• [Records supplied]:
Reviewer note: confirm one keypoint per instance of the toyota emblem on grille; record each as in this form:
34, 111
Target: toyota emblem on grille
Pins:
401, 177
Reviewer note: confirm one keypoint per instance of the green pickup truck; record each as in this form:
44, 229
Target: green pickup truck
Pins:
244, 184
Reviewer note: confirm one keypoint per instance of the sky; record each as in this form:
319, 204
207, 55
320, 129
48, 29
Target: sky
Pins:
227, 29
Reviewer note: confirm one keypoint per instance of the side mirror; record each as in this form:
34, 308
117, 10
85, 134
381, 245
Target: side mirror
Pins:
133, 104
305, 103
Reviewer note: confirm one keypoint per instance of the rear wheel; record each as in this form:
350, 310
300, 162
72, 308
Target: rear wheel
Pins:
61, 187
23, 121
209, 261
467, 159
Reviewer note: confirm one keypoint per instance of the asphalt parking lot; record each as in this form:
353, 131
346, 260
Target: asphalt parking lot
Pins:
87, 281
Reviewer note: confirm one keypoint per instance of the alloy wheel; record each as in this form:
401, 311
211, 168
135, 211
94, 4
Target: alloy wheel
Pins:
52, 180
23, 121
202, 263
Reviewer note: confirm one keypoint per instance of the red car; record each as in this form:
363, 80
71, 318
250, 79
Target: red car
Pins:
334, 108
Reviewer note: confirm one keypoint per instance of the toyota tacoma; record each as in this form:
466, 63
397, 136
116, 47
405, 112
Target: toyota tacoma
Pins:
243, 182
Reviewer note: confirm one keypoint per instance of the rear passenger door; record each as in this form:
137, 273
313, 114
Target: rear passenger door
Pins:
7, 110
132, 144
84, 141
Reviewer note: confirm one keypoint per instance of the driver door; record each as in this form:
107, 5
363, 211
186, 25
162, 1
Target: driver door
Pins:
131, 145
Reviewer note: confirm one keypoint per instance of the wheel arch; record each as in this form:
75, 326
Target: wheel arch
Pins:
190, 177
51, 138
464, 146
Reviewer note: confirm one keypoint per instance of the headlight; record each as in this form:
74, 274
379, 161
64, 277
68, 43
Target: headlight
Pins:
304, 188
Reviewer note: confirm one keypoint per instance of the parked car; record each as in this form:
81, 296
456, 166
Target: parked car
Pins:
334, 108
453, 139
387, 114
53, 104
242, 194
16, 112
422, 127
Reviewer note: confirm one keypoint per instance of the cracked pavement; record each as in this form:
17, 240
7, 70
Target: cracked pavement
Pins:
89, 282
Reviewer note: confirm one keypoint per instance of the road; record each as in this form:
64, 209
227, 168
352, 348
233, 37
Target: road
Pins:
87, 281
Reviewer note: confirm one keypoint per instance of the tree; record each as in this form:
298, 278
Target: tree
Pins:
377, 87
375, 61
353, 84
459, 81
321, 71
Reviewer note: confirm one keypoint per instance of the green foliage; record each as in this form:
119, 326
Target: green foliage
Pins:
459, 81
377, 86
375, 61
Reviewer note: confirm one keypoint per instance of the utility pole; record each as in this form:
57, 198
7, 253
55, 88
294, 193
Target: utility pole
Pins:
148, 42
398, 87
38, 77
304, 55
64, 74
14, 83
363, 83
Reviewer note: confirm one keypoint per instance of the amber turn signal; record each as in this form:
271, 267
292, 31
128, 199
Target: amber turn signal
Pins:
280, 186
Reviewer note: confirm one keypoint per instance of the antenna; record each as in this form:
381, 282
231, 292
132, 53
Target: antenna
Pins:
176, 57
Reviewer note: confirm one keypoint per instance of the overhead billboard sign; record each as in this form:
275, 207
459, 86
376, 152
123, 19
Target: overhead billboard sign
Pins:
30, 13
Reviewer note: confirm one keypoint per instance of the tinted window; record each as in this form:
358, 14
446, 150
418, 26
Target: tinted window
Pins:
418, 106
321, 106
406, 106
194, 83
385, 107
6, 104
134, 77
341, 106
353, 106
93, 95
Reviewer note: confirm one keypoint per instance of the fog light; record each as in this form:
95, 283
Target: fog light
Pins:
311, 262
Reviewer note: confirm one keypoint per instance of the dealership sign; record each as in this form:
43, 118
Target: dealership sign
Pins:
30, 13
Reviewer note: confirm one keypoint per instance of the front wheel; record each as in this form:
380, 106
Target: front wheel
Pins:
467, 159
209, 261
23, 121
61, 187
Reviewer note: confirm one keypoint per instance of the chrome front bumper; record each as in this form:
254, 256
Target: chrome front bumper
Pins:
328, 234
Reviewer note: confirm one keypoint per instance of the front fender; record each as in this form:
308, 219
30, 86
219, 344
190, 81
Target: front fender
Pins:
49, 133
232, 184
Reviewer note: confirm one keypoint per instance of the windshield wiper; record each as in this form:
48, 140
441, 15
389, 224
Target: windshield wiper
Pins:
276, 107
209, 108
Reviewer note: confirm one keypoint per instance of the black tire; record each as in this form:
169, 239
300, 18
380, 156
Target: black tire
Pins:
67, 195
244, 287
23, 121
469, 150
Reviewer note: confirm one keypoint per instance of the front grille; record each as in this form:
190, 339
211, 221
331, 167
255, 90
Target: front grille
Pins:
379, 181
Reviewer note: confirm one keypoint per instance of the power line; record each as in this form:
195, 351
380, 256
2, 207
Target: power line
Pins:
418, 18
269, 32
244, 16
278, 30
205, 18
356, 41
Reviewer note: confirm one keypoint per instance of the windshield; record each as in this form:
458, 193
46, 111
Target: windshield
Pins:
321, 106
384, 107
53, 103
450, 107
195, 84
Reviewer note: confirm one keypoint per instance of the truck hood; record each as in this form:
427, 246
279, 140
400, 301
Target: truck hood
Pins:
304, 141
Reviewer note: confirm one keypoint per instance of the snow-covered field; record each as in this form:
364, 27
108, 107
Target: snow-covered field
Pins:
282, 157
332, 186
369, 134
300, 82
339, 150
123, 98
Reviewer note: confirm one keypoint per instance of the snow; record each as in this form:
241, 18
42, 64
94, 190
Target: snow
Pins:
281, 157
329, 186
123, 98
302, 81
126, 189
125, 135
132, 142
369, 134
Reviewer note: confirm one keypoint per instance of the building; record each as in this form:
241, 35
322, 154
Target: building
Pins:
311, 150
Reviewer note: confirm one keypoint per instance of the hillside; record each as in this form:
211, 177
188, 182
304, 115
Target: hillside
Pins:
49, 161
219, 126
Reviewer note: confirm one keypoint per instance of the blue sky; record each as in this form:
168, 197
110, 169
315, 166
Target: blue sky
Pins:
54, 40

• [Aim of the task]: Filter the data above down to lines with the word "rear", and copy them.

• [Task result]:
Reviewer note: confirm one keypoint per instance of the rear wheel; record each as in this form:
Target: rear wheel
Reviewer note: confirm one keypoint per instance of the rear passenger door; record each as in this form:
Target: rear passenger door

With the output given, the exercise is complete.